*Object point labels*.
========================
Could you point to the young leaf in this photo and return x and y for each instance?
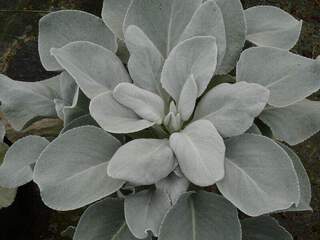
(22, 102)
(144, 211)
(147, 105)
(104, 220)
(113, 14)
(145, 62)
(304, 182)
(94, 68)
(16, 169)
(263, 228)
(235, 27)
(72, 171)
(114, 117)
(162, 21)
(272, 27)
(232, 108)
(201, 216)
(62, 27)
(196, 56)
(281, 72)
(293, 124)
(200, 152)
(260, 177)
(142, 161)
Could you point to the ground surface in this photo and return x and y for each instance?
(28, 218)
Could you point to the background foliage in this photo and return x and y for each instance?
(19, 60)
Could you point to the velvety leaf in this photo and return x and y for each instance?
(62, 27)
(145, 63)
(162, 21)
(114, 117)
(293, 124)
(72, 171)
(304, 182)
(103, 220)
(200, 152)
(174, 186)
(144, 211)
(232, 108)
(201, 216)
(94, 68)
(260, 177)
(289, 77)
(142, 161)
(272, 27)
(263, 228)
(188, 98)
(196, 56)
(16, 169)
(21, 102)
(113, 14)
(208, 21)
(235, 27)
(147, 105)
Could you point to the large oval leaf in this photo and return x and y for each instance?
(144, 211)
(232, 108)
(62, 27)
(260, 177)
(289, 77)
(103, 220)
(263, 228)
(142, 161)
(95, 68)
(114, 117)
(293, 124)
(272, 27)
(196, 56)
(162, 21)
(72, 171)
(200, 152)
(16, 169)
(201, 216)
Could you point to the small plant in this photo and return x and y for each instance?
(147, 138)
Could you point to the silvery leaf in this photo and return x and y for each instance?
(260, 177)
(235, 27)
(293, 124)
(196, 56)
(162, 21)
(142, 161)
(272, 27)
(147, 105)
(114, 117)
(263, 228)
(72, 171)
(16, 169)
(94, 68)
(22, 102)
(202, 216)
(103, 220)
(144, 211)
(232, 108)
(145, 62)
(174, 186)
(208, 21)
(188, 98)
(289, 77)
(62, 27)
(113, 14)
(200, 152)
(304, 182)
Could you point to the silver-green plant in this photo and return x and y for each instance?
(149, 130)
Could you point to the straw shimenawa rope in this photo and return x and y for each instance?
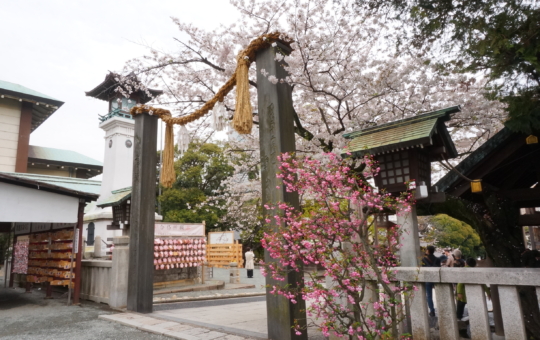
(243, 117)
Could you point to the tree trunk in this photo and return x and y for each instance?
(496, 224)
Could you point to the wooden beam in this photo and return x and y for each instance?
(143, 199)
(529, 220)
(522, 195)
(494, 159)
(25, 128)
(80, 251)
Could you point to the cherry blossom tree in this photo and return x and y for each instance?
(338, 235)
(345, 72)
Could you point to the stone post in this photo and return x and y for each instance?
(276, 134)
(143, 202)
(98, 247)
(119, 272)
(234, 273)
(409, 256)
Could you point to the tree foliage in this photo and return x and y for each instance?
(200, 174)
(345, 73)
(450, 232)
(500, 38)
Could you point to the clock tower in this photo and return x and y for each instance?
(119, 128)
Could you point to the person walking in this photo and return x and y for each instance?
(460, 291)
(430, 260)
(250, 265)
(458, 260)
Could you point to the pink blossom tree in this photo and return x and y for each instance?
(345, 72)
(337, 235)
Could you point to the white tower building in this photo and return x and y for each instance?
(119, 128)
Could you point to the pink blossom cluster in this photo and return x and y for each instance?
(334, 231)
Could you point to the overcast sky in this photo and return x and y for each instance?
(64, 48)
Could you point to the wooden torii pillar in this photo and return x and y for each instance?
(276, 127)
(276, 136)
(143, 206)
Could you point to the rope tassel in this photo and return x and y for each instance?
(183, 139)
(243, 116)
(218, 117)
(168, 176)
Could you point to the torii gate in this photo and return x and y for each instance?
(276, 134)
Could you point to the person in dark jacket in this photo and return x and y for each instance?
(430, 260)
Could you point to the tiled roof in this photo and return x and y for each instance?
(60, 155)
(5, 85)
(403, 133)
(117, 197)
(73, 184)
(43, 106)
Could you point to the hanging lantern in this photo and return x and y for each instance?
(476, 185)
(218, 117)
(532, 139)
(183, 139)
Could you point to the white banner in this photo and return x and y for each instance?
(22, 228)
(37, 227)
(179, 229)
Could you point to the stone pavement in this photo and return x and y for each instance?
(171, 329)
(246, 287)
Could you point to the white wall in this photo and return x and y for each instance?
(20, 204)
(118, 163)
(10, 117)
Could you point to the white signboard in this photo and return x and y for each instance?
(63, 225)
(224, 237)
(22, 228)
(179, 229)
(38, 227)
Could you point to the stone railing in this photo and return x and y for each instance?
(105, 281)
(504, 281)
(96, 280)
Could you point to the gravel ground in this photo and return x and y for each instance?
(30, 316)
(222, 274)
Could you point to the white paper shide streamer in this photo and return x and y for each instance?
(183, 139)
(218, 116)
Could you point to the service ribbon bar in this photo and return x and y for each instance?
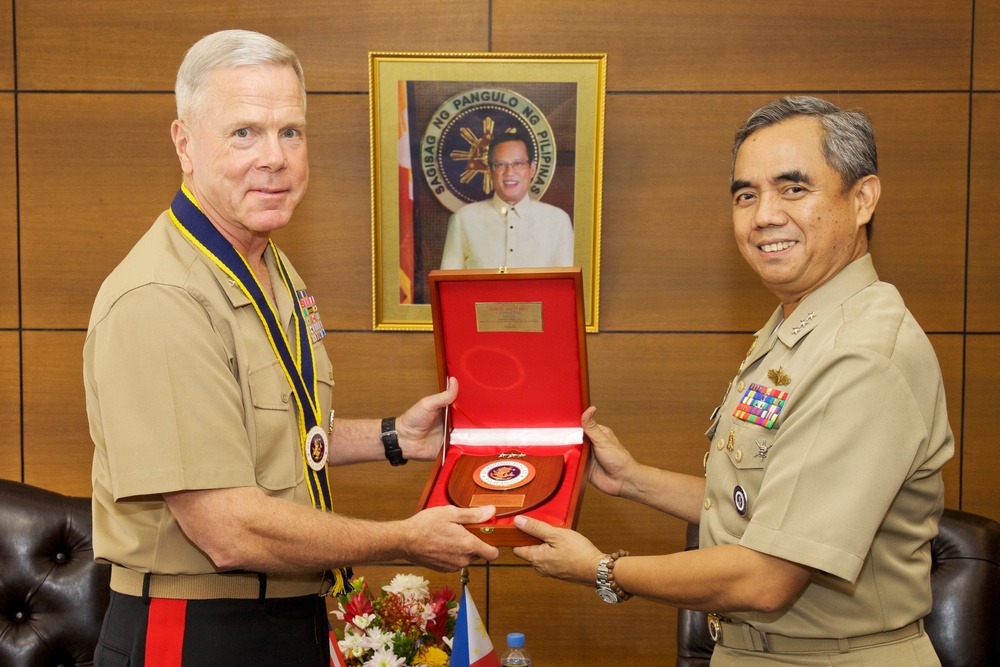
(760, 405)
========================
*Exercise task*. Rewrite all of the entries above with "in this photo" switched to "in this image" and everything else kept the same. Omit the pictures from your copy.

*The response*.
Could you point to the young leaf in this image and return x and y for each instance?
(22, 102)
(144, 211)
(147, 105)
(104, 220)
(113, 14)
(145, 62)
(304, 182)
(94, 68)
(16, 169)
(263, 228)
(235, 27)
(72, 171)
(114, 117)
(162, 21)
(272, 27)
(232, 108)
(201, 216)
(62, 27)
(196, 56)
(281, 72)
(293, 124)
(200, 152)
(260, 177)
(142, 161)
Could you point to the ground surface in this image and return x and y for each instance?
(28, 218)
Could you point to the background foliage in this image and return x and y for each instance?
(19, 60)
Could you point to the velvety leaf in this image and return x and y for each instance?
(62, 27)
(145, 63)
(162, 21)
(114, 117)
(293, 124)
(72, 171)
(304, 182)
(103, 220)
(200, 152)
(174, 186)
(144, 211)
(232, 108)
(201, 216)
(94, 68)
(260, 177)
(289, 77)
(142, 161)
(272, 27)
(263, 228)
(188, 98)
(196, 56)
(16, 169)
(21, 102)
(113, 14)
(208, 21)
(235, 27)
(147, 105)
Could you point to the large oval leaf in this image and return x and y for each instance?
(144, 211)
(232, 108)
(62, 27)
(260, 177)
(289, 77)
(103, 220)
(263, 228)
(142, 161)
(95, 68)
(114, 117)
(293, 124)
(272, 27)
(196, 56)
(162, 21)
(72, 171)
(200, 152)
(16, 169)
(201, 216)
Could you point to the small plant in this image and return x and y for each instance?
(147, 138)
Could you point to the silvery leaf in this image and return x and y for each instance?
(260, 177)
(235, 27)
(293, 124)
(196, 56)
(162, 21)
(142, 161)
(272, 27)
(147, 105)
(114, 117)
(263, 228)
(72, 171)
(16, 169)
(94, 68)
(22, 102)
(202, 216)
(103, 220)
(144, 211)
(232, 108)
(145, 62)
(174, 186)
(208, 21)
(188, 98)
(289, 77)
(62, 27)
(113, 14)
(200, 152)
(304, 182)
Could you point to the silver-green plant in this image and return x and y for each instance?
(149, 130)
Could you point to the straw shimenawa rope in this image and return x and y for each instance?
(243, 117)
Could you point to the tree trunk in this image and return x and y for each instance?
(496, 224)
Could you point to the wooden beam in this image and return x and y for each instance?
(143, 199)
(529, 220)
(522, 195)
(494, 159)
(25, 128)
(80, 251)
Could you point to the cherry blossom tree in this image and return x and y for each instance?
(338, 235)
(345, 72)
Could you point to the stone post in this image and return x and y for each instance?
(276, 134)
(143, 202)
(98, 247)
(119, 272)
(234, 273)
(409, 256)
Could you point to the tree foliage in this image and return x and y for each instance?
(200, 174)
(345, 73)
(450, 232)
(500, 38)
Could you point to the clock tower in this image and return x and y for each instance?
(119, 128)
Could you point to the person walking in this image and return x and y for each instance?
(460, 291)
(430, 260)
(250, 265)
(458, 260)
Could you point to the pink blossom tree in this image and return x and y for each instance?
(345, 72)
(337, 235)
Could you point to the white tower building in this image and return x and y for each instance?
(119, 128)
Could you point to the pink blossom cluster in this image and return x and y for each instance?
(334, 231)
Could you point to the overcast sky in this image and return x and y for each instance?
(64, 48)
Could you point to the wooden torii pillar in this image and return x and y for each instance?
(276, 127)
(276, 136)
(143, 206)
Could you point to the rope tassel in this image and return x and y for each instance?
(183, 139)
(243, 116)
(218, 117)
(168, 176)
Could you point to the torii gate in this image and return x and y for each instance?
(276, 134)
Could you point to the person in dark jacket in this image and return x and y for each instance?
(430, 260)
Could you point to the tiled roof in this image and return x and y for each instance?
(60, 155)
(5, 85)
(403, 133)
(117, 197)
(73, 184)
(43, 106)
Could you point to the hanging lantern in this image and return x and y for each instance?
(476, 185)
(218, 117)
(532, 139)
(183, 139)
Could you point to the white banner in this image and return x and y for each instance?
(22, 228)
(37, 227)
(179, 229)
Could you point to the stone pavement in this image and return x and y for each instance?
(171, 329)
(246, 287)
Could you point to the white wall in this image and return x and y for each instance?
(20, 204)
(118, 163)
(10, 117)
Could you point to the white signboard in this image and return x and y for each instance?
(63, 225)
(224, 237)
(22, 228)
(179, 229)
(38, 227)
Could you point to the stone railing in this image and return x and y for each instance?
(105, 281)
(504, 281)
(96, 280)
Could you point to the gravel ground in this image and return x and y for each instance?
(30, 316)
(222, 274)
Could you point to the white paper shide streamer in this image and return x and y for each instance?
(183, 139)
(218, 116)
Could you point to the service ribbon bar in this image and return x and y for each instance?
(760, 405)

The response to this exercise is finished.